§ PAGE TEXT:
- - -

Prep the lentils: Rinse the lentils under cool water and pick out any small stones or debris. No soaking needed.
Sauté the base: In a large pot, warm the olive oil over medium heat. Add the onion, carrots, and celery.
Cook 6–8 minutes, stirring, until the onion is soft and translucent.
Bloom the aromatics: Add the garlic, oregano, and cumin (if using). Cook 30–60 seconds until fragrant. Don’t let the garlic brown.
Add lentils and tomatoes: Stir in the lentils and crushed tomatoes until everything is coated and glossy.
Pour in liquid: Add 6 cups of water or broth and drop in the bay leaves.
Bring to a boil, then reduce to a gentle simmer.
Simmer patiently: Partially cover and cook 30–40 minutes, stirring occasionally, until the lentils are tender but hold their shape. Add more liquid if the soup gets too thick.
Season and brighten: Remove the bay leaves. Stir in salt, pepper, and 2 tablespoons red wine vinegar.
Taste and adjust: add more vinegar for tang, a pinch of sugar if the tomatoes are sharp, or more salt as needed.
Finish and serve: Drizzle with good olive oil and sprinkle with chopped parsley. Serve hot with crusty bread and extra vinegar on the table.

- - -

§ REQUIRED ACTION 1:
Answer these questions using the lentil soup recipe:
(a) How many cups of water or broth go into the pot?
(b) For how long should the garlic, oregano, and cumin cook?
(c) What is taken out of the soup before the salt, pepper, and vinegar are stirred in?
§ REQUIRED ACTION 2:
Extract the passage from the lentil soup recipe starting with "Add lentils and" and going on through "a gentle simmer.", copying it word for word.
The entries that follow have no connection to the lentil soup recipe.

- - -

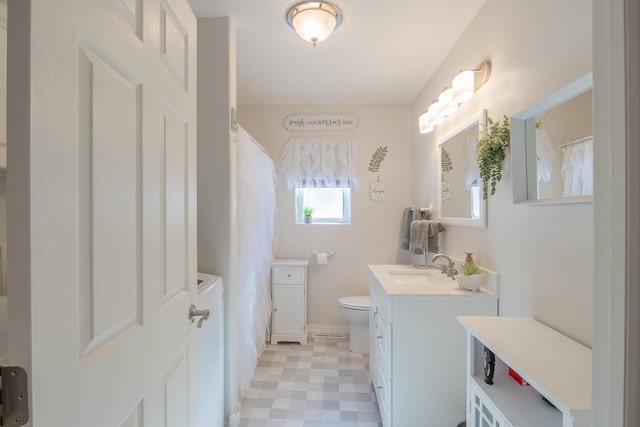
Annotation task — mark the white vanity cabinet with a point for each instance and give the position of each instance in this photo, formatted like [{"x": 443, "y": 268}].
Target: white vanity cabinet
[
  {"x": 555, "y": 367},
  {"x": 289, "y": 301},
  {"x": 417, "y": 359}
]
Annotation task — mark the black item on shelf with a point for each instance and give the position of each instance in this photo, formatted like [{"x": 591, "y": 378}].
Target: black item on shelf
[{"x": 489, "y": 365}]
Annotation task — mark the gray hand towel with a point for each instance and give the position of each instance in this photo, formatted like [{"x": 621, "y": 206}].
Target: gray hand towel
[
  {"x": 419, "y": 236},
  {"x": 406, "y": 228}
]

- - -

§ WRITTEN SOLUTION 1:
(a) 6 cups.
(b) 30–60 seconds, until fragrant.
(c) The bay leaves.

§ WRITTEN SOLUTION 2:
Add lentils and tomatoes: Stir in the lentils and crushed tomatoes until everything is coated and glossy.
Pour in liquid: Add 6 cups of water or broth and drop in the bay leaves.
Bring to a boil, then reduce to a gentle simmer.